* _Bereitgestellter Text_
Wenn bis Mitte nächsten Jahres die drei großen Hersteller Oculus, HTC/Valve und Sony mit ihren VR-Brillen auf den Markt kommen, wird sich die Hardware der drei nur in wenigen Punkten unterscheiden. Viel wichtiger für den Erfolg werden die VR-Spiele sein, und hier verfolgen die Studios zuweilen unterschiedliche Ansätze mit ebenso unterschiedlichem Erfolg.

Ganz vorne mitmischen könnte in Deutschland beispielsweise Crytek. Seit ihrer ersten Dinosaurier-Demo vom vergangenen Jahr hat das Studio große Fortschritte gemacht. Dank der sehr realistisch wirkenden Grafik-Effekte ihrer CryEngine brauchen sie ihre Spiele-Grafik nicht comichaft abstrahieren, sondern können sich im Fotorealismus versuchen. In ihrer aktuellen Demo lassen sie den VR-Spieler an einer Felswand hochklettern, während ihn Flugsaurier umkreisen. Das besondere der Demo steckt jedoch in den Details: So greifen die Hände das Spielers immer wieder nach Seilbahngriffen, an denen er nach oben gezogen wird. Weil Crytek die Bewegungen mit einem normalen Gamepad umsetzt, lassen sie den Spieler die Greifrichtung mit dem Blick steuern. Sobald er auf einen Griff schaut, muss er nur noch einen Trigger ziehen, damit die Hand zugreift. Weil während der gesamten Demo die Körperhaltung des Spielers an der Seilbahn mit seiner echten Körperhaltung übereinstimmt und die Seilbahn sehr langsam fährt, verschmilzt man äußerst leicht mit der virtuellen Realität.

* _Datenzeilen_
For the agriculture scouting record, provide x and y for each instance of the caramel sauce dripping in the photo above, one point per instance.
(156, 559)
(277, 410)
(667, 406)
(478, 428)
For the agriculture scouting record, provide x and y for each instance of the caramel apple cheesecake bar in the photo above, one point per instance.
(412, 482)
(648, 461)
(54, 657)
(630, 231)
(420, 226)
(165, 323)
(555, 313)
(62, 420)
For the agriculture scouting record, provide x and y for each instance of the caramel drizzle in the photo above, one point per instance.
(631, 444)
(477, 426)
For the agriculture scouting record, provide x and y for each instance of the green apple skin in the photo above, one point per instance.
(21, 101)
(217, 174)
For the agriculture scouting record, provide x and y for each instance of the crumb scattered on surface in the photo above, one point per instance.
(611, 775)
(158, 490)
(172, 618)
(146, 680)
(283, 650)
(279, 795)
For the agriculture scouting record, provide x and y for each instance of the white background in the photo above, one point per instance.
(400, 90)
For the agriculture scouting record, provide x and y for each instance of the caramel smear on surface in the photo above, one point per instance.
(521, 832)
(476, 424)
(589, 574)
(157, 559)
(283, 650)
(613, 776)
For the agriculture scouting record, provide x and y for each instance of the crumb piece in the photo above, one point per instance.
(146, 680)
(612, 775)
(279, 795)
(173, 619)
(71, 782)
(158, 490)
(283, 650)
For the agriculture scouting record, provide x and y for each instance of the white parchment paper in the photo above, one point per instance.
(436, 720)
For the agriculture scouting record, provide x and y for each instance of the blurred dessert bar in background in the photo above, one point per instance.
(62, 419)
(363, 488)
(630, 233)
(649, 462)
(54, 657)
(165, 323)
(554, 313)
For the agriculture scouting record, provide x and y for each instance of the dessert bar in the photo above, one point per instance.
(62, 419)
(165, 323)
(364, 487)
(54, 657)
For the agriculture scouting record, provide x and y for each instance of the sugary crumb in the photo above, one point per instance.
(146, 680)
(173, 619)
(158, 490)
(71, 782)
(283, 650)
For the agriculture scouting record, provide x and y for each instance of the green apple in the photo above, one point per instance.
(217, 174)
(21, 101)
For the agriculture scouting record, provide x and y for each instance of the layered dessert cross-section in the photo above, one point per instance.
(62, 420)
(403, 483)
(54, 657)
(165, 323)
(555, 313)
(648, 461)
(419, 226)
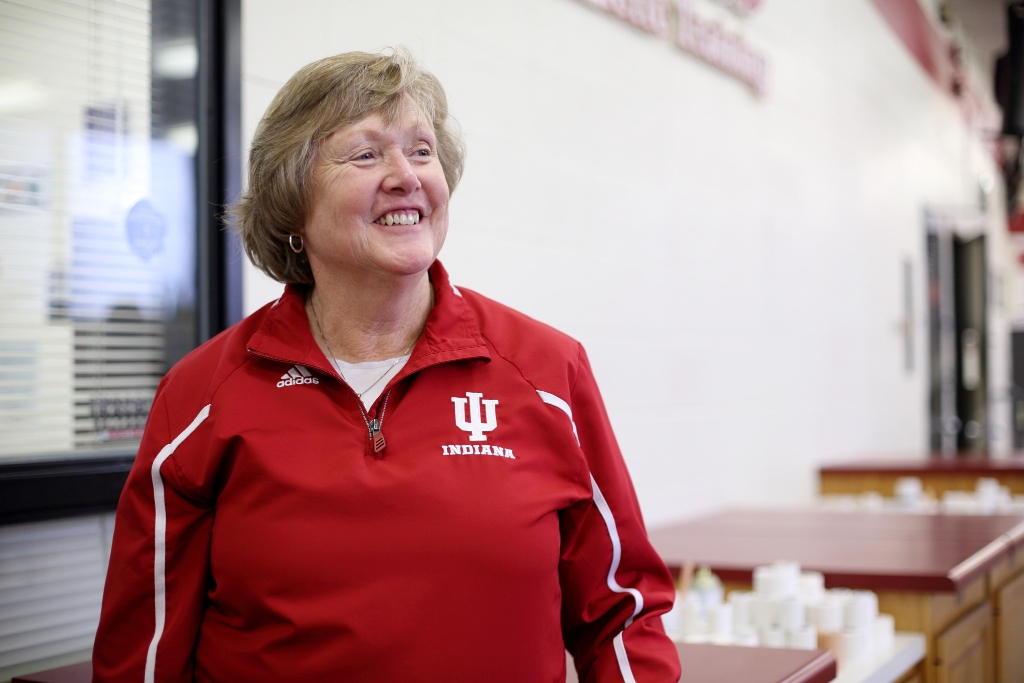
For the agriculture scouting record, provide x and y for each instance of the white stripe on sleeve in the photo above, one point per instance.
(616, 547)
(160, 543)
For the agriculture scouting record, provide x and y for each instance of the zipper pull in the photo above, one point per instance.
(377, 442)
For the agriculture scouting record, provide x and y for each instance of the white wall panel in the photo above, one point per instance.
(733, 265)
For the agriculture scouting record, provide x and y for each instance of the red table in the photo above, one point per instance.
(937, 474)
(955, 579)
(701, 664)
(873, 551)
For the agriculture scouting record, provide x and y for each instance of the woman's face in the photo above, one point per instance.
(380, 200)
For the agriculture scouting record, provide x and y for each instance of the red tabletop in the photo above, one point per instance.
(727, 664)
(911, 467)
(701, 664)
(78, 673)
(875, 551)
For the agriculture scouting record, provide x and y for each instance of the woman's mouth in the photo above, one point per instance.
(399, 218)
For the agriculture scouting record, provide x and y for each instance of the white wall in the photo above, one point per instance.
(732, 264)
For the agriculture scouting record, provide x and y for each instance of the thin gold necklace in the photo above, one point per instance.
(376, 444)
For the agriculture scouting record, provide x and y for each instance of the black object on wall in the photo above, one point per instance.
(1010, 74)
(218, 165)
(75, 483)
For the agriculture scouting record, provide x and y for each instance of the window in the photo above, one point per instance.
(113, 261)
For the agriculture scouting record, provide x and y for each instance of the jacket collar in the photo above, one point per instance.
(452, 332)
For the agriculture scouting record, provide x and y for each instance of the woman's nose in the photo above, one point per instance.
(401, 176)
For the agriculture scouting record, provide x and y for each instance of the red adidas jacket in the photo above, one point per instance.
(257, 541)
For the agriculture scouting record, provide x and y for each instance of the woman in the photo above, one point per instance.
(377, 477)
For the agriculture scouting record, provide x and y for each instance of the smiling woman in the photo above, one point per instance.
(269, 531)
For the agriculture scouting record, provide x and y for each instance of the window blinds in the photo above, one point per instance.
(96, 219)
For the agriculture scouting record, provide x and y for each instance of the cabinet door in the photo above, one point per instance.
(964, 651)
(1010, 631)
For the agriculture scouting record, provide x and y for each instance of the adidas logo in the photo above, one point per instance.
(297, 375)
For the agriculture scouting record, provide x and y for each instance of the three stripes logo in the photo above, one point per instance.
(297, 375)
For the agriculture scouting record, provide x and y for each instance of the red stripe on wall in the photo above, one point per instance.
(915, 30)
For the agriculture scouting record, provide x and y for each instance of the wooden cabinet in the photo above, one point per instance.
(1009, 623)
(964, 651)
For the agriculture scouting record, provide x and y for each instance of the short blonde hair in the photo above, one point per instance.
(321, 98)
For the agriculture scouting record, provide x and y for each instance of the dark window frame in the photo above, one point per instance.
(76, 483)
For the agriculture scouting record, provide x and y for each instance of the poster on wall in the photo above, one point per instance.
(711, 31)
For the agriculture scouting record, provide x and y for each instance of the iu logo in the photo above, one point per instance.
(475, 426)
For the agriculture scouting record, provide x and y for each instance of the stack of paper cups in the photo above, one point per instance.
(741, 616)
(720, 623)
(773, 637)
(812, 586)
(826, 616)
(860, 612)
(792, 614)
(768, 582)
(763, 611)
(885, 634)
(803, 639)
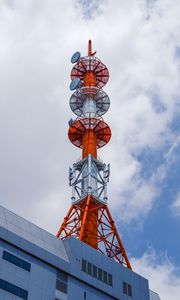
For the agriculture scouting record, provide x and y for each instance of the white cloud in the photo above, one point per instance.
(162, 274)
(175, 206)
(138, 42)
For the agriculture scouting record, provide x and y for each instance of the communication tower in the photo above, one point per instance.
(89, 218)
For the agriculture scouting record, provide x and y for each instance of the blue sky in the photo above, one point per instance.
(139, 41)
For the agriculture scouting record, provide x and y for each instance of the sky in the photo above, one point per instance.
(139, 42)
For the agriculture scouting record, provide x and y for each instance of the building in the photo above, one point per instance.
(36, 265)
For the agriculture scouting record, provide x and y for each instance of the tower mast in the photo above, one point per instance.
(89, 218)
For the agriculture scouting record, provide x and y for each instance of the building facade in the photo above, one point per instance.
(36, 265)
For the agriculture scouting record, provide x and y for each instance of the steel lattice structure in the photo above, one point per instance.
(89, 218)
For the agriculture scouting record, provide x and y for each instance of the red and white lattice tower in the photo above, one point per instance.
(89, 218)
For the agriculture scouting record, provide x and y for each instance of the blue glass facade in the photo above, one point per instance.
(37, 266)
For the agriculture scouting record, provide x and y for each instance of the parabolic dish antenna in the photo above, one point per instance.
(75, 57)
(74, 84)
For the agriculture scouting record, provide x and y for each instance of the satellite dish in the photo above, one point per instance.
(76, 56)
(74, 84)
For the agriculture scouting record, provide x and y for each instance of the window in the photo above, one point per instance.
(124, 287)
(127, 289)
(100, 274)
(16, 261)
(84, 265)
(61, 281)
(13, 289)
(89, 268)
(110, 279)
(104, 276)
(94, 271)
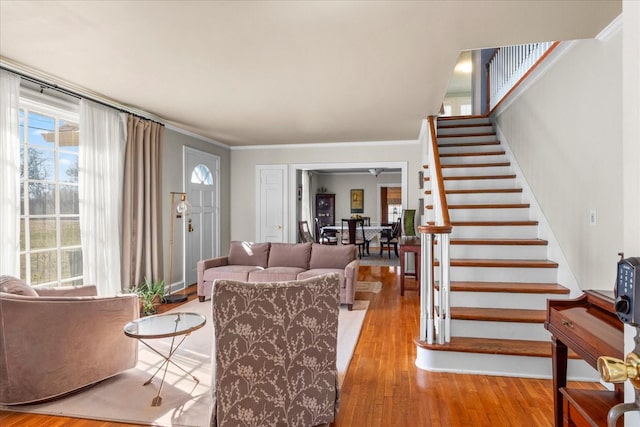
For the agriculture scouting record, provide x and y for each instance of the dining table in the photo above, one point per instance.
(371, 232)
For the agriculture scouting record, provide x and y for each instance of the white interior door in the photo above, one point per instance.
(271, 206)
(202, 188)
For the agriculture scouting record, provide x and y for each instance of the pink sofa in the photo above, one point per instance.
(277, 262)
(57, 340)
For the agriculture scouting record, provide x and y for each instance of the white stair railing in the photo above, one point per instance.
(510, 65)
(435, 321)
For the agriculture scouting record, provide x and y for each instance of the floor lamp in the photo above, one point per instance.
(178, 209)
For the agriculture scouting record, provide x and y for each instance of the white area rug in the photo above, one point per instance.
(362, 286)
(123, 398)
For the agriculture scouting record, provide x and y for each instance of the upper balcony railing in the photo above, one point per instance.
(510, 65)
(435, 319)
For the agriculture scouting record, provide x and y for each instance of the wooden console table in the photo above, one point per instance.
(409, 244)
(589, 326)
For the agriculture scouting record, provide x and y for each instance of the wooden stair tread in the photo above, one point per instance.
(508, 287)
(495, 346)
(470, 135)
(501, 242)
(472, 165)
(501, 263)
(468, 144)
(499, 314)
(468, 177)
(489, 223)
(474, 154)
(466, 125)
(481, 191)
(488, 206)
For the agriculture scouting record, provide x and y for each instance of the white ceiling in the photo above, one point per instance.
(278, 72)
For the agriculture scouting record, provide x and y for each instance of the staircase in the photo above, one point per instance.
(500, 274)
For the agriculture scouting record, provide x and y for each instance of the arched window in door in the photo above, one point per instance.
(201, 175)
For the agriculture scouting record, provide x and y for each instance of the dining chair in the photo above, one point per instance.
(353, 234)
(366, 222)
(325, 237)
(305, 233)
(390, 238)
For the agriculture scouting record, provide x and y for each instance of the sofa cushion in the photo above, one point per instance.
(290, 255)
(321, 272)
(331, 256)
(229, 272)
(275, 274)
(13, 285)
(249, 253)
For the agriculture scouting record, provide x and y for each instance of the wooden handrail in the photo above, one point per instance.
(432, 320)
(437, 170)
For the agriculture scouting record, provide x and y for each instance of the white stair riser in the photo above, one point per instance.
(466, 139)
(498, 214)
(497, 232)
(478, 198)
(501, 300)
(456, 160)
(499, 330)
(485, 128)
(465, 121)
(496, 274)
(499, 251)
(472, 184)
(444, 149)
(499, 364)
(477, 171)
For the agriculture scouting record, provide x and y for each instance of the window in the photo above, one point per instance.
(394, 212)
(50, 250)
(201, 175)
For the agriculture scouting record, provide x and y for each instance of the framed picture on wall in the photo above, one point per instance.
(357, 201)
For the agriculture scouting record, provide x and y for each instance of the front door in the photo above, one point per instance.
(202, 187)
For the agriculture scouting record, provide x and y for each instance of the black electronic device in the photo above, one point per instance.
(627, 302)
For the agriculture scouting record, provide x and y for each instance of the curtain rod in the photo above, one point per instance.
(46, 85)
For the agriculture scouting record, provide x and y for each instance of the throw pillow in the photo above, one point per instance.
(12, 285)
(248, 253)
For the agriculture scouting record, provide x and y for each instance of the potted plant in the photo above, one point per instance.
(151, 294)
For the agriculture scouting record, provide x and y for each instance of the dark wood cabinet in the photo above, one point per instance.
(326, 209)
(589, 326)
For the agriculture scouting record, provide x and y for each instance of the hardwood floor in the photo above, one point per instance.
(384, 388)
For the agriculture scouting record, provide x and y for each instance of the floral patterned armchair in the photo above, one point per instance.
(274, 352)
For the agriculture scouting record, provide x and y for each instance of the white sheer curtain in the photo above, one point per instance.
(101, 172)
(9, 174)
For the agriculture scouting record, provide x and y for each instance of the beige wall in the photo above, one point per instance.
(172, 180)
(244, 161)
(566, 134)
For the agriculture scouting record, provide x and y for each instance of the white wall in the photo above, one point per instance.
(566, 134)
(631, 158)
(243, 162)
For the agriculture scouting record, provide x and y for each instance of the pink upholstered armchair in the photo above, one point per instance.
(57, 340)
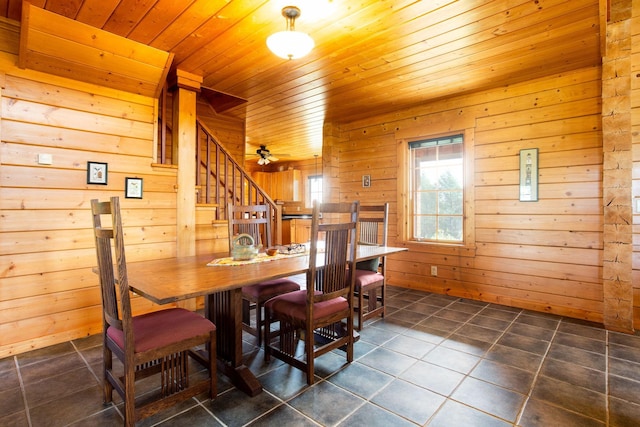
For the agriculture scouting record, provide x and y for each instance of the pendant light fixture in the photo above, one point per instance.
(290, 44)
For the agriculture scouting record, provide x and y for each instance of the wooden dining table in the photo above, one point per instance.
(170, 280)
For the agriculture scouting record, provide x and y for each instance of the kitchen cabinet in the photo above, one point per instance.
(296, 231)
(281, 185)
(300, 230)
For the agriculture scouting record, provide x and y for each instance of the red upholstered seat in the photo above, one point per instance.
(270, 288)
(322, 314)
(294, 305)
(162, 328)
(256, 221)
(161, 344)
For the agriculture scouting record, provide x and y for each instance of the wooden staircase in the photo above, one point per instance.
(220, 179)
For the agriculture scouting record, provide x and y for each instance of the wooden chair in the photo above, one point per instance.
(321, 315)
(256, 220)
(149, 344)
(370, 284)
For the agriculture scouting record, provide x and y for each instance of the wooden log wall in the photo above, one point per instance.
(634, 89)
(545, 255)
(48, 292)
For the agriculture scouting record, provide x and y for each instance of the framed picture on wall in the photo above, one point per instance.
(529, 175)
(133, 188)
(96, 173)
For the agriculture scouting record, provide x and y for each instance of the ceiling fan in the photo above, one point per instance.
(265, 156)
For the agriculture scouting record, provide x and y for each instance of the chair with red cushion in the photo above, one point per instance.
(370, 285)
(256, 220)
(321, 315)
(158, 343)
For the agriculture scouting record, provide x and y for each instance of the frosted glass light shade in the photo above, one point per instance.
(290, 44)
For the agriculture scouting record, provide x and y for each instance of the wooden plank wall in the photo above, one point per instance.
(544, 255)
(635, 135)
(48, 293)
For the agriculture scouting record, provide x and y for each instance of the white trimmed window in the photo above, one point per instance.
(437, 189)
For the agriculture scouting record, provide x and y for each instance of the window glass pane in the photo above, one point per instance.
(450, 228)
(427, 202)
(437, 189)
(425, 227)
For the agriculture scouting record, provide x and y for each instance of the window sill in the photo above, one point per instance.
(451, 249)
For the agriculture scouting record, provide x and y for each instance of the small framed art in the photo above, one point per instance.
(133, 188)
(529, 175)
(96, 173)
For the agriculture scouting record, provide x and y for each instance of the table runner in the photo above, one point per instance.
(262, 257)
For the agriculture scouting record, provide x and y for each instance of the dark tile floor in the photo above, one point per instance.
(434, 360)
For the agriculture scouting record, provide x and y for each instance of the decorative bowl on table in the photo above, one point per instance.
(244, 248)
(272, 251)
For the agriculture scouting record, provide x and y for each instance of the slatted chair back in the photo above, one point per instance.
(157, 343)
(374, 225)
(332, 252)
(370, 285)
(113, 281)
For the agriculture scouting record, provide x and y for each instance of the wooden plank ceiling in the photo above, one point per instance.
(371, 56)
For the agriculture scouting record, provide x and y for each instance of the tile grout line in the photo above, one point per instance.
(480, 359)
(537, 375)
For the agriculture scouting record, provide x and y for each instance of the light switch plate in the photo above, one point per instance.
(45, 159)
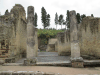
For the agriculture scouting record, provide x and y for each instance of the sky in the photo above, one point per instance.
(87, 7)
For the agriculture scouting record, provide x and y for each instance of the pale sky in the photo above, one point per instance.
(87, 7)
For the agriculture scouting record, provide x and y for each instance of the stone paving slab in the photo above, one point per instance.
(48, 57)
(47, 54)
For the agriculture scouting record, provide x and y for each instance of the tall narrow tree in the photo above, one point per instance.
(67, 19)
(35, 20)
(83, 16)
(56, 20)
(92, 15)
(44, 17)
(65, 23)
(61, 20)
(48, 20)
(78, 18)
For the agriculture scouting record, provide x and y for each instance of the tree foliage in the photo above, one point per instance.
(83, 16)
(48, 20)
(43, 17)
(78, 18)
(35, 20)
(92, 15)
(61, 20)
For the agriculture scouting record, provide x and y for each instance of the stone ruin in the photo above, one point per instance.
(51, 45)
(13, 34)
(88, 33)
(18, 37)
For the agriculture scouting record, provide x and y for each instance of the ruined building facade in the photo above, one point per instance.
(89, 38)
(13, 33)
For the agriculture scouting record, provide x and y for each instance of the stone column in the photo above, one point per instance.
(31, 50)
(76, 60)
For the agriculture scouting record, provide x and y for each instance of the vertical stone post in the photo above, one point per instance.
(76, 60)
(31, 50)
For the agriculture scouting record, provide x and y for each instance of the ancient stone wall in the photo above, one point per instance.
(63, 43)
(51, 45)
(89, 41)
(13, 33)
(27, 73)
(89, 33)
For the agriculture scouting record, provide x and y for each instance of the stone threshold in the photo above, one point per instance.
(65, 63)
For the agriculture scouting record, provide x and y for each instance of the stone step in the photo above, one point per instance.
(4, 56)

* _Aufgabenstellung_
Erklären Sie anhand des bereitgestellten Textes, warum man in der Crytek-Demo so leicht mit der virtuellen Realität verschmilzt.

* _Lösung_
Die Körperhaltung des Spielers an der Seilbahn stimmt während der gesamten Demo mit seiner echten Körperhaltung überein. Außerdem fährt die Seilbahn sehr langsam.